TO BE DONE: Copy the records below exactly, leaving out any pictures.

LISTING:
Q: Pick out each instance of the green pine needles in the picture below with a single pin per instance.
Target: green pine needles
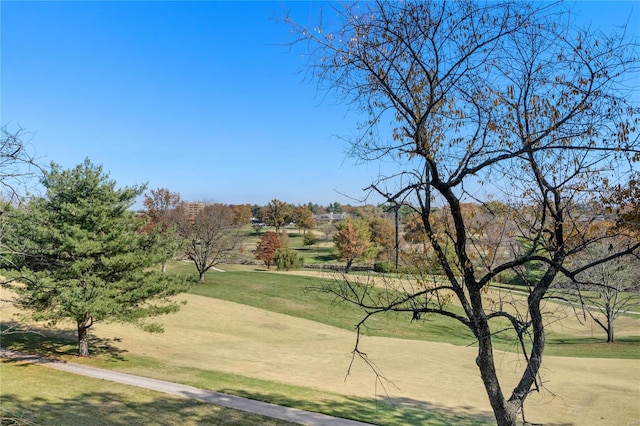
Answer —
(78, 253)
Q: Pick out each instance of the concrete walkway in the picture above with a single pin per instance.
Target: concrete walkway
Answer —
(256, 407)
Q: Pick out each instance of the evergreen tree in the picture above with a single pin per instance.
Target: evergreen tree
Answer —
(80, 255)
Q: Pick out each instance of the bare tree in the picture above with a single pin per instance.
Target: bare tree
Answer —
(209, 237)
(487, 97)
(18, 165)
(607, 290)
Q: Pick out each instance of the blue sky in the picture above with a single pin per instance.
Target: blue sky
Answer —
(203, 98)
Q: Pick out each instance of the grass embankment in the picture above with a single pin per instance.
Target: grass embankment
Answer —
(36, 395)
(272, 358)
(293, 295)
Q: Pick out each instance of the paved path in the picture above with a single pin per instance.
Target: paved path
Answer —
(256, 407)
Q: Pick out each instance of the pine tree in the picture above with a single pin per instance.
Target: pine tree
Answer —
(81, 256)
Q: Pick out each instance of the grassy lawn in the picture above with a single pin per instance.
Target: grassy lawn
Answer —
(42, 396)
(195, 338)
(293, 295)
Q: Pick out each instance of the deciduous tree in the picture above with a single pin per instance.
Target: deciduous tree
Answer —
(79, 255)
(277, 213)
(382, 236)
(287, 259)
(502, 97)
(267, 246)
(18, 165)
(303, 217)
(352, 241)
(163, 209)
(210, 238)
(607, 290)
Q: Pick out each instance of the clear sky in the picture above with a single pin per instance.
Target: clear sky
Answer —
(203, 98)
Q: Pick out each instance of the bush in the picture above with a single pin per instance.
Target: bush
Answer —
(287, 259)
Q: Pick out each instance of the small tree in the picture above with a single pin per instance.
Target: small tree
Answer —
(382, 237)
(286, 258)
(309, 239)
(277, 213)
(78, 254)
(267, 246)
(303, 217)
(162, 207)
(353, 241)
(210, 237)
(509, 98)
(607, 290)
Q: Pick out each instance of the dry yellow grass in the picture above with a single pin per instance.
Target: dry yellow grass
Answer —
(239, 339)
(225, 336)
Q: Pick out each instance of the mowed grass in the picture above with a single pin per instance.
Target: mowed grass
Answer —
(300, 358)
(36, 395)
(297, 295)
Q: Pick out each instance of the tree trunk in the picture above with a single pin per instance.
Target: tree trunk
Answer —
(504, 411)
(610, 333)
(347, 268)
(83, 334)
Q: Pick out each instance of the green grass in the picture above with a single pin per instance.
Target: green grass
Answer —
(37, 395)
(292, 295)
(282, 293)
(43, 402)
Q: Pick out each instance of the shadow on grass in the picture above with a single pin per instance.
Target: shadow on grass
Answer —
(391, 411)
(110, 408)
(52, 343)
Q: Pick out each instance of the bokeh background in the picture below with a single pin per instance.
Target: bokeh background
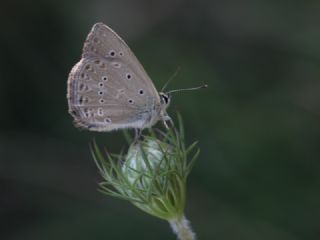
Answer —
(258, 123)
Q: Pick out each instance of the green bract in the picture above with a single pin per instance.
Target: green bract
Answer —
(152, 175)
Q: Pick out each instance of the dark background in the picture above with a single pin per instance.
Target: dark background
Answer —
(258, 123)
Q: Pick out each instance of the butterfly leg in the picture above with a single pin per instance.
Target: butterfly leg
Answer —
(138, 133)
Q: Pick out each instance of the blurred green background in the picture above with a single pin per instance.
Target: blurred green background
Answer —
(258, 123)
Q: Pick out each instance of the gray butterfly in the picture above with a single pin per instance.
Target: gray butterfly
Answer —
(108, 89)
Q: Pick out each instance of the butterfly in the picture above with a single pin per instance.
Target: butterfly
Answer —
(108, 89)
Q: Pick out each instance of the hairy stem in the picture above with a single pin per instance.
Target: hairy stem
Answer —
(182, 228)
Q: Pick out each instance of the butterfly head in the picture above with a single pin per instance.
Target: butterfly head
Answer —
(164, 100)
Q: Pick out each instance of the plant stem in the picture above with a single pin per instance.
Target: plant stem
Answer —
(182, 228)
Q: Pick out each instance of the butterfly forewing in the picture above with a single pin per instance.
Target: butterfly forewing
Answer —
(108, 88)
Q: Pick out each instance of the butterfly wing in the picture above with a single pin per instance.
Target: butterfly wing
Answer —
(108, 88)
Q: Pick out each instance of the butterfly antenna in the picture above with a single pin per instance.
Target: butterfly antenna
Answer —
(170, 79)
(188, 89)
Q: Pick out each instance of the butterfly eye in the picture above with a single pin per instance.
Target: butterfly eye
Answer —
(108, 120)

ANSWER FOR THE TASK:
Q: Pick out each instance of the green pine needles in the picture below with a single pin per instance.
Target: green pine needles
Answer —
(78, 253)
Q: Pick out each instance of the concrete walkway in the picture above with a single pin per instance.
Target: concrete walkway
Answer —
(256, 407)
Q: Pick out each instance of the evergreen tree in the picture above with a single pin per instance.
Target: evergreen tree
Answer —
(80, 255)
Q: Pick out each instance of the bare tree in the picture above with a single pin per instance.
Target: bare tree
Answer —
(209, 237)
(487, 97)
(18, 165)
(607, 290)
Q: Pick out each instance of the blue sky in the picture above with a single pin per instance.
Target: blue sky
Answer —
(203, 98)
Q: Pick out each instance of the grass embankment in the picture above with a single pin per instance.
Target: grass embankment
Answer —
(36, 395)
(272, 358)
(293, 295)
Q: Pick out each instance of the paved path in the picture above with a single pin per instance.
Target: paved path
Answer —
(256, 407)
Q: Pick out each instance of the pine tree in the picture above with a single pin per instance.
Target: pine tree
Answer —
(81, 256)
Q: Pick out each instance of the grassy lawn in the picture above with a single pin per instance.
Target: grassy lawn
Answer —
(42, 396)
(195, 338)
(293, 295)
Q: Pick out each instance of the deciduous tree in the picture above with a single pin per instance.
Target: deciduous tree
Answer —
(79, 255)
(277, 213)
(382, 236)
(287, 259)
(502, 97)
(267, 246)
(18, 165)
(303, 217)
(352, 241)
(163, 209)
(210, 238)
(607, 290)
Q: Pick out each instance of the clear sky in the picture above with a single pin per instance.
Target: clear sky
Answer —
(203, 98)
Q: Pick out each instance of the bush in the picture above with a single pin per instance.
Target: bush
Answer —
(287, 259)
Q: Pick out each instance of the small tree in the picture above with a single pin per instance.
Target: small tree
Answer —
(382, 237)
(286, 258)
(309, 239)
(277, 213)
(78, 254)
(267, 246)
(303, 217)
(162, 207)
(353, 241)
(210, 237)
(509, 98)
(607, 290)
Q: Pick out each instance of the dry yellow grass in the picture above with a single pin per instance.
Target: dry yellow grass
Answer —
(239, 339)
(225, 336)
Q: Pick out each instance of the mowed grass in the picture above with a single pin per instance.
Target: mowed grass
Answer —
(300, 358)
(36, 395)
(297, 295)
Q: Pick out each instance of the tree trunk in the picture above with a single pin per instance.
Target: tree trunk
Answer —
(504, 411)
(610, 333)
(347, 268)
(83, 334)
Q: Pick out each instance of the green grass in the picture above with a single pin per instance.
Target: green grass
Answer —
(37, 395)
(292, 295)
(282, 293)
(43, 402)
Q: Pick out each instance of the shadow on grass in the picture above with a single pin per instance.
Target: shadow on grass
Answer —
(391, 411)
(110, 408)
(52, 343)
Q: Pick out each instance of the bokeh background in the picture below with a single pin per instance.
Target: bokeh background
Answer —
(258, 123)
Q: Pick out each instance of the green bract in the picture above with a single pin per instance.
Target: green bract
Answer —
(152, 175)
Q: Pick out each instance of the dark background in the picture above with a single pin per instance.
Target: dark background
Answer —
(258, 123)
Q: Pick out each instance of the butterfly leg in the picture above with a single pin per instance.
Target: butterfly leg
Answer —
(138, 133)
Q: Pick out each instance of the blurred green background in the picture above with a single pin per instance.
Target: blurred green background
Answer —
(258, 123)
Q: Pick out each instance of the gray butterfly in the picture above with a single pin per instance.
Target: gray butterfly
Answer —
(108, 89)
Q: Pick out each instance of the butterfly in the picture above with a single pin per instance.
Target: butterfly
Answer —
(108, 89)
Q: Pick out each instance of the hairy stem in the picture above with a single pin per instance.
Target: hairy stem
Answer —
(182, 228)
Q: Pick out each instance of the butterfly head in the picture above with a single pin per instance.
Target: butterfly head
Answer —
(164, 100)
Q: Pick out each instance of the plant stem in the picture above with a single pin per instance.
Target: plant stem
Answer —
(182, 228)
Q: Pick out each instance of the butterfly forewing in the picture above with a single pin per instance.
Target: butterfly forewing
Answer —
(108, 88)
Q: Pick out each instance of the butterfly wing in the picture above with a single pin per instance.
Target: butterfly wing
Answer —
(108, 88)
Q: Pick out each instance of the butterfly antenna in the picture above with a single pin per instance.
Target: butterfly antenna
Answer —
(170, 79)
(188, 89)
Q: Pick out each instance of the butterfly eye in the picture above with a single pin per instance.
Target: butterfly eye
Answer —
(108, 120)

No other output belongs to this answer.